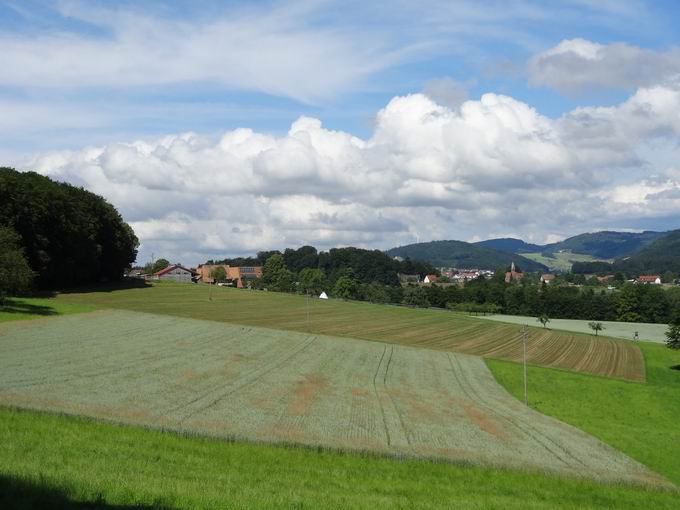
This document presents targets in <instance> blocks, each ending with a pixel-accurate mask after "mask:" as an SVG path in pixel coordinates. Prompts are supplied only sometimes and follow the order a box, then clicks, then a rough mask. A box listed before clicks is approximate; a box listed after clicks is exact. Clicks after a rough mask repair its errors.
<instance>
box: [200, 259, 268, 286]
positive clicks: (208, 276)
mask: <svg viewBox="0 0 680 510" xmlns="http://www.w3.org/2000/svg"><path fill="white" fill-rule="evenodd" d="M218 267H222V268H224V272H225V274H226V278H225V279H224V281H223V282H219V283H226V284H228V285H233V286H235V287H238V288H239V289H241V288H243V287H246V286H247V285H248V282H250V281H252V280H254V279H256V278H260V277H261V276H262V266H242V267H234V266H228V265H226V264H200V265H199V266H198V269H197V272H198V275H199V279H200V281H202V282H203V283H217V282H215V279H214V278H213V277H212V272H213V271H214V270H215V269H216V268H218Z"/></svg>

What needs to be done. Filter the data for the string "instance" and copy every line that has it.

Your solution.
This document presents targets in <instance> blocks, each ending with a pixel-accurate mask after "mask:" as an SVG path in pixel coordinates. Prompts are supplied only sometimes and follow the order a box, then clicks, then a rough mask. A box listed before clicks is approximate; a box listed after clicks is exact. Clicks after a rough mask repair its errors.
<instance>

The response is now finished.